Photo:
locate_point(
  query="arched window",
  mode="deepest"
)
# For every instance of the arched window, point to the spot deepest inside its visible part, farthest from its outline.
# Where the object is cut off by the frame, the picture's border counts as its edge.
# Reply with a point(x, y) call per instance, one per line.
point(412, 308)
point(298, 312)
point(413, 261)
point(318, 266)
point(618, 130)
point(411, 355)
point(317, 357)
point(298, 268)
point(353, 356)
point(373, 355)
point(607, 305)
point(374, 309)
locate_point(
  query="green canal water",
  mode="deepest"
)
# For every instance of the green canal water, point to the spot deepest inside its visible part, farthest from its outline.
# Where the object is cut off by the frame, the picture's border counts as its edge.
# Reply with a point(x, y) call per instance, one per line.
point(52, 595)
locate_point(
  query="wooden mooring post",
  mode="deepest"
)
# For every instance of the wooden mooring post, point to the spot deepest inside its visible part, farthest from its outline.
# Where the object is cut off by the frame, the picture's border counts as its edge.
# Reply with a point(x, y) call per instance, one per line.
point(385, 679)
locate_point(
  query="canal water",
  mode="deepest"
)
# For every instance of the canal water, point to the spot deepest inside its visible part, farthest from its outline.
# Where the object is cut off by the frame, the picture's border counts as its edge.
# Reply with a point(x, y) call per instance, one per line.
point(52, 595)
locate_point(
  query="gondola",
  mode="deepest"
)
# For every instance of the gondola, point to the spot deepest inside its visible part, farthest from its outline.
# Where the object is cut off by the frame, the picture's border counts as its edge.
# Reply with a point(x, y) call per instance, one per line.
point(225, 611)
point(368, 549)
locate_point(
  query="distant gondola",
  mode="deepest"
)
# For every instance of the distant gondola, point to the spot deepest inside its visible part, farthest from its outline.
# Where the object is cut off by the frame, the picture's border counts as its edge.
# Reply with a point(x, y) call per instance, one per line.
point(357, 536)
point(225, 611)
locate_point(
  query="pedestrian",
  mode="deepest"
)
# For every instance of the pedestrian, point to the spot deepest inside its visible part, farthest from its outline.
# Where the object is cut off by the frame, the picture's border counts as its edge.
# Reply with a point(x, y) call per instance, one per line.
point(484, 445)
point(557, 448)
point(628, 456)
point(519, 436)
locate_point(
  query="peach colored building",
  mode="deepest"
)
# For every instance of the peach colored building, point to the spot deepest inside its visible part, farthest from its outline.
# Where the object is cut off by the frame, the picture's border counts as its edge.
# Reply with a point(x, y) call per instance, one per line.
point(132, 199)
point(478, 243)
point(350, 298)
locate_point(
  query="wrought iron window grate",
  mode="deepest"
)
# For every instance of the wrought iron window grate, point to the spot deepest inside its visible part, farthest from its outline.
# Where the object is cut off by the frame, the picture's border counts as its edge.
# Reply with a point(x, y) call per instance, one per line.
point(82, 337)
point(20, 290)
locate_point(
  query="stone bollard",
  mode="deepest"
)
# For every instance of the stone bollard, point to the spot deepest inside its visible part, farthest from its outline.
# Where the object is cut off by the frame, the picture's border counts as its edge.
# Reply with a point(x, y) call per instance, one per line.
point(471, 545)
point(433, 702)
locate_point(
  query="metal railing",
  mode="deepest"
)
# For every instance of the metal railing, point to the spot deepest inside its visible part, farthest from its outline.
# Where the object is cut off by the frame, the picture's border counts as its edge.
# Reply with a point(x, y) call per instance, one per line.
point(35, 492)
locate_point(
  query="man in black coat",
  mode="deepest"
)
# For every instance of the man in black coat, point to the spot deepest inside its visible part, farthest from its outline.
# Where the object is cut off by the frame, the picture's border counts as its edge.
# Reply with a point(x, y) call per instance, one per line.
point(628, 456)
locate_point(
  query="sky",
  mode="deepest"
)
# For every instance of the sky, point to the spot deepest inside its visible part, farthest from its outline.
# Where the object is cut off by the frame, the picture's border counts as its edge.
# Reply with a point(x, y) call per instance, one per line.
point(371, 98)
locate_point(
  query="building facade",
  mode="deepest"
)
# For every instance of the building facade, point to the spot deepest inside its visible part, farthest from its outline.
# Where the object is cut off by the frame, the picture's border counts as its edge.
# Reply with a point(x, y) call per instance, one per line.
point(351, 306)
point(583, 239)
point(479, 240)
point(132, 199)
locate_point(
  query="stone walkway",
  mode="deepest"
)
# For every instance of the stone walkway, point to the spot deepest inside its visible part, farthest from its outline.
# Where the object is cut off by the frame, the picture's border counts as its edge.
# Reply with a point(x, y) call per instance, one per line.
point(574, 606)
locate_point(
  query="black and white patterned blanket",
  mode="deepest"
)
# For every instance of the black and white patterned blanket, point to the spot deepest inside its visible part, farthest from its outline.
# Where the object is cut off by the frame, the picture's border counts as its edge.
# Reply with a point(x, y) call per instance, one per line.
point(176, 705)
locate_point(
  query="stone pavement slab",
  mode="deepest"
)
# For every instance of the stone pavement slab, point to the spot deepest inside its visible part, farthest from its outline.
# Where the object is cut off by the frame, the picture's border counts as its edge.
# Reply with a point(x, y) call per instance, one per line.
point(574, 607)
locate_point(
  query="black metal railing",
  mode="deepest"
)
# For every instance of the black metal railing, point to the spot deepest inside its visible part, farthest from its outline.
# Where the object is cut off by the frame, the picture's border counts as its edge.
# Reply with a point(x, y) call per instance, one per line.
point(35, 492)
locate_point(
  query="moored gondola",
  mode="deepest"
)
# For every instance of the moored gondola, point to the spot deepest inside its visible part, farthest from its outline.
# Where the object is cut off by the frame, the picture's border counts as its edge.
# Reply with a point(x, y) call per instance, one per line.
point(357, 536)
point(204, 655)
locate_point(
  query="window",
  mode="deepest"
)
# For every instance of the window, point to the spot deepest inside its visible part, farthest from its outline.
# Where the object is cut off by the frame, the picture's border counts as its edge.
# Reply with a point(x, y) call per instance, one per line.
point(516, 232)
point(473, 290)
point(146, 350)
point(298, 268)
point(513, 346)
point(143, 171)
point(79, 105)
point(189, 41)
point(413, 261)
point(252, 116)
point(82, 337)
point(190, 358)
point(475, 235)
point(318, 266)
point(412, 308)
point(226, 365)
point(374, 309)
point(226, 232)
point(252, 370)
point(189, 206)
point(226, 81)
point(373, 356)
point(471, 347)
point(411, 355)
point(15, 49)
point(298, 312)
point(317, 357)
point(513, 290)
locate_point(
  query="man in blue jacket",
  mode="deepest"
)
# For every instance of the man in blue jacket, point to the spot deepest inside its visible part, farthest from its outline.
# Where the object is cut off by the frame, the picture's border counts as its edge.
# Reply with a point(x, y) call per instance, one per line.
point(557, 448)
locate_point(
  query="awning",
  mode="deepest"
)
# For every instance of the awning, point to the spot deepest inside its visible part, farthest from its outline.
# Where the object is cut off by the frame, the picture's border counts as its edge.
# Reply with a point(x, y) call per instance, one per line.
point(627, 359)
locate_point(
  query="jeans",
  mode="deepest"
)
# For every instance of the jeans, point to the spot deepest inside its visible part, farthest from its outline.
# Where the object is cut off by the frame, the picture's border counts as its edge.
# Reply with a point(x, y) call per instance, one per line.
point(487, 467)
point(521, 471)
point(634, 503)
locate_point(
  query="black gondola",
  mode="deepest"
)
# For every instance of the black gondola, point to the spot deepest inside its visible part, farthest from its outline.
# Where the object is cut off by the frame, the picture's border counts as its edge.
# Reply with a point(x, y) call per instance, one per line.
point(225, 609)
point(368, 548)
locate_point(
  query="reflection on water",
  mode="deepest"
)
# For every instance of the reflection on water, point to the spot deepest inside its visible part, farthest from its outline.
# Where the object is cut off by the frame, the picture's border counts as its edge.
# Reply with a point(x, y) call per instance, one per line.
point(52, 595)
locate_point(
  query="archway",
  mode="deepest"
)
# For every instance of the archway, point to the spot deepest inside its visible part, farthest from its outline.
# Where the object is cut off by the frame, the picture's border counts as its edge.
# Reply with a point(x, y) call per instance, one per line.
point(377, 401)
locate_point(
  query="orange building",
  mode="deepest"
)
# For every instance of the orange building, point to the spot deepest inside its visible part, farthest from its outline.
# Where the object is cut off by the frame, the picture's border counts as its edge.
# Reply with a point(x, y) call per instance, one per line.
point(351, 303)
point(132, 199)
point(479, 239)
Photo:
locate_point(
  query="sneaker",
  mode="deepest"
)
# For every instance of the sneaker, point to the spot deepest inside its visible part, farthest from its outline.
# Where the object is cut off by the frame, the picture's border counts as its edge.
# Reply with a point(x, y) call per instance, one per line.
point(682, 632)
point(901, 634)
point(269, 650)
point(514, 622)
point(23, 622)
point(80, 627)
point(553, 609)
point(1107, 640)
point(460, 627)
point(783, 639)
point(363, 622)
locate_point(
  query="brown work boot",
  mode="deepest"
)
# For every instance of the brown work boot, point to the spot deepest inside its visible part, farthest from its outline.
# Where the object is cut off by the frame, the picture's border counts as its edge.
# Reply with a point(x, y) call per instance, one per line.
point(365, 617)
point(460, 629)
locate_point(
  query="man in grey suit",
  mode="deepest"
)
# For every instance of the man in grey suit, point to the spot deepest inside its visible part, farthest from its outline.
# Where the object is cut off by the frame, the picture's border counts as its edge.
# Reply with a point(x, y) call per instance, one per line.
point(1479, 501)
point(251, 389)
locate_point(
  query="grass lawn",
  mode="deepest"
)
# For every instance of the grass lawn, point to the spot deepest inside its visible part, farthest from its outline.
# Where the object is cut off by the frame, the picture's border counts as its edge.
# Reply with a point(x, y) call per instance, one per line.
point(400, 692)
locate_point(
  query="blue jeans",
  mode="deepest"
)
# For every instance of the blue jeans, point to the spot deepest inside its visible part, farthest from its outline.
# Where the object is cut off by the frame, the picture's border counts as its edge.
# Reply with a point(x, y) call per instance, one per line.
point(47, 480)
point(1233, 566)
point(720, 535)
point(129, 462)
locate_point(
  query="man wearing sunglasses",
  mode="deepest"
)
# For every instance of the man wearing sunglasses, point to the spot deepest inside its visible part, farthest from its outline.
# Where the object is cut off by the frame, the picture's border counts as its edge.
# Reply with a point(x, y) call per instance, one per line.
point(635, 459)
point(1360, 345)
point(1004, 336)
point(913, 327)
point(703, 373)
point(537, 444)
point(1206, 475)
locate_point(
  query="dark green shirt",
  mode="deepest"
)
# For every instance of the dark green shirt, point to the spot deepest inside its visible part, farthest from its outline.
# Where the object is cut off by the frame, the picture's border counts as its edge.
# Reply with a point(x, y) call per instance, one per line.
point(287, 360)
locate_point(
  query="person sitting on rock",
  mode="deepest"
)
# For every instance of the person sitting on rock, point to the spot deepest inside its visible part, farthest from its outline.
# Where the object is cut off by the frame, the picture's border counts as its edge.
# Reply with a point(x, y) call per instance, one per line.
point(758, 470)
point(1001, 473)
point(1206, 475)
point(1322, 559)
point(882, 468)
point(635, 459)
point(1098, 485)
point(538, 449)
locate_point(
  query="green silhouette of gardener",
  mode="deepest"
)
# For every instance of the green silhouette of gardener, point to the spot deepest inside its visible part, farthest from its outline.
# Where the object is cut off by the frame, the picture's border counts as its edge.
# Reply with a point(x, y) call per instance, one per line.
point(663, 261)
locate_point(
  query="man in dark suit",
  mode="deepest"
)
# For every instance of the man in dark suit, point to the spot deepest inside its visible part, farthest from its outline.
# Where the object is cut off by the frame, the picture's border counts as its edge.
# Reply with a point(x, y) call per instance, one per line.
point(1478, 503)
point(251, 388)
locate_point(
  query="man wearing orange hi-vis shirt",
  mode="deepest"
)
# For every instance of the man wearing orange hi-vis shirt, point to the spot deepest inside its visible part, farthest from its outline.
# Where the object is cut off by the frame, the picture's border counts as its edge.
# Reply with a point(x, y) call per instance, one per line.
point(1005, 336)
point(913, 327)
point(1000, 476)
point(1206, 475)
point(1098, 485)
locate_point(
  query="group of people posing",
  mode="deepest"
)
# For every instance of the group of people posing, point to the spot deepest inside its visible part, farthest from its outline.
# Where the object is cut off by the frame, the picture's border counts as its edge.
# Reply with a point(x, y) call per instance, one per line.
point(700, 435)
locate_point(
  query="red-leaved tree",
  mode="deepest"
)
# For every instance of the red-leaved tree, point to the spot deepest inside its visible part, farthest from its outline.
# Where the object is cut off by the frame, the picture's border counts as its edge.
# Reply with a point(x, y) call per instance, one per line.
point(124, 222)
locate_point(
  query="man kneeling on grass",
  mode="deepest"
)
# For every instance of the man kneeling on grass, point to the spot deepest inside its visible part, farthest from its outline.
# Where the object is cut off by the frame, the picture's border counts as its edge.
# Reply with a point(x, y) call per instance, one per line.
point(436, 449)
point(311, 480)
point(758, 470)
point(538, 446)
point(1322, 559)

____________

— PROBLEM TO SOLVE —
Which lines in the data above contain the word "colored"? Pick out each of them and copy it in full.

— RESPONSE TO THE TASK —
  query="peach colored building",
# For every instance of the peach colored building, point to the spot deepest inside its visible part, farthest from its outline.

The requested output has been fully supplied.